Travail demandé:
**1)** Retranscrivez le passage du texte sur la rencontre Poutine-Burkhalter qui débute par les mots contenant « Quelques observations succinctes » et s'achève sur « à la crise. ».
**2)** Traduisez en anglais la phrase suivante du texte sur la rencontre Poutine-Burkhalter : « La balle est manifestement dans le camp de Kiev. »
**3)** Poursuivez la rédaction du texte sur la rencontre entre Vladimir Poutine et Didier Burkhalter à partir de sa dernière phrase.

Didier Burkhalter et Vladimir Poutine, le 7 mai 2014, à Moscou.

Quelques observations succinctes sur la rencontre intervenue hier entre le président de la Fédération de Russie, Vladimir Poutine, et celui de la Confédération suisse et président en exercice de l’OSCE [1], Didier Burkhalter :

 1. L’accord cadre mis au point, traçant les grandes lignes d’une feuille de route pour l’organisation d’une désescalade en Ukraine, comporte quatre dispositions principales : l’instauration d’un cessez-le feu, la désescalade militaire (retrait des troupes et désarmement de tous les groupes armés illégaux), l’ouverture d’un dialogue pour la réconciliation nationale et l’organisation de nouvelles élections. La balle est manifestement dans le camp de Kiev. Toute nouvelle tentative de réprimer par la force le mouvement de contestation qui se développe dans le sud-est du pays refermera définitivement cette porte étroite vers une possible issue à la crise.

Données fournies:

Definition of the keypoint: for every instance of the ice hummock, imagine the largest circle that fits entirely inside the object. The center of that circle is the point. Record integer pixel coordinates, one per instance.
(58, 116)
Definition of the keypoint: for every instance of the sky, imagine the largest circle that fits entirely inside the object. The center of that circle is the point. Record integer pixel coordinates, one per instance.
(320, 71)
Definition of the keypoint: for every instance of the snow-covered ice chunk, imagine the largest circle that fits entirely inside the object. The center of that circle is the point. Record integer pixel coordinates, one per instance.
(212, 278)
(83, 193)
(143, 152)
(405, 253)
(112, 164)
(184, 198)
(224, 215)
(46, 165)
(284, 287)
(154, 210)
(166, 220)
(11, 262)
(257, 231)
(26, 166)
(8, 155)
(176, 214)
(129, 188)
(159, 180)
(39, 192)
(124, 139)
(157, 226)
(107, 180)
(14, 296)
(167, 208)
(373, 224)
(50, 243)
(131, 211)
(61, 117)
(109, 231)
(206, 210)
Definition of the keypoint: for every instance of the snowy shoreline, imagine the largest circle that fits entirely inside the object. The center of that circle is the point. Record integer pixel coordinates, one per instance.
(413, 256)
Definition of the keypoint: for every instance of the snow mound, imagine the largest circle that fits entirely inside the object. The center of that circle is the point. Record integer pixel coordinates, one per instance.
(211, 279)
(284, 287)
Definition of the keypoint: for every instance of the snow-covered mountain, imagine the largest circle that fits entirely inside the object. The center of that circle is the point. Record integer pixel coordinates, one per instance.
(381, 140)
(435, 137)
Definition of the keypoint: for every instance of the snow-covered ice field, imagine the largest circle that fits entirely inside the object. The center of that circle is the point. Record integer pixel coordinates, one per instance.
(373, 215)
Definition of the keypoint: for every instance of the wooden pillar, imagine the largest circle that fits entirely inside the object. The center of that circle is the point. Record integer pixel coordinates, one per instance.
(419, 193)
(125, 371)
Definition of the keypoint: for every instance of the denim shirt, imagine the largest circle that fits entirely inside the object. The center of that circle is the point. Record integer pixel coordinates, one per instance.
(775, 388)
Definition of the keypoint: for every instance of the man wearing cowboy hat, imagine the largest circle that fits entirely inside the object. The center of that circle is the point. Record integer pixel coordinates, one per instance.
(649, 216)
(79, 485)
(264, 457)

Réponses par tâche:
**1)**
Quelques observations succinctes sur la rencontre intervenue hier entre le président de la Fédération de Russie, Vladimir Poutine, et celui de la Confédération suisse et président en exercice de l’OSCE [1], Didier Burkhalter :

 1. L’accord cadre mis au point, traçant les grandes lignes d’une feuille de route pour l’organisation d’une désescalade en Ukraine, comporte quatre dispositions principales : l’instauration d’un cessez-le feu, la désescalade militaire (retrait des troupes et désarmement de tous les groupes armés illégaux), l’ouverture d’un dialogue pour la réconciliation nationale et l’organisation de nouvelles élections. La balle est manifestement dans le camp de Kiev. Toute nouvelle tentative de réprimer par la force le mouvement de contestation qui se développe dans le sud-est du pays refermera définitivement cette porte étroite vers une possible issue à la crise.

**2)** The ball is clearly in Kiev's court.

**3)**
 2. La demande du report des référendums prévus à Donetsk et à Louhansk est un acte de bonne volonté du président Poutine. Compte tenu de l’état d’esprit et des sentiments de la population, il est peu probable que ces référendums soient annulés. Les habitants de ces régions sont impatients de disposer de moyens légaux sur lesquels s’appuyer pour se débarrasser de l’autorité et des décisions arbitraires du régime de Kiev. Soit dit en passant, de tels développements ôteraient tout crédit aux slogans des Occidentaux, accusant Poutine de manipuler les mouvements de protestation du sud-est de l’Ukraine.

 3. Le président russe a une nouvelle fois souligné que « les responsables de la crise sont à chercher du côté de ceux qui ont organisé le coup d’État à Kiev, et qui, à ce jour, ne se sont pas souciés de désarmer les groupes de fanatiques des nationalistes et de l’extrême droite » [2]. Autrement dit, ni l’engagement du dialogue pour la réconciliation, ni aucune élection ne pourront être organisés tant que ces groupes n’auront pas été désarmés.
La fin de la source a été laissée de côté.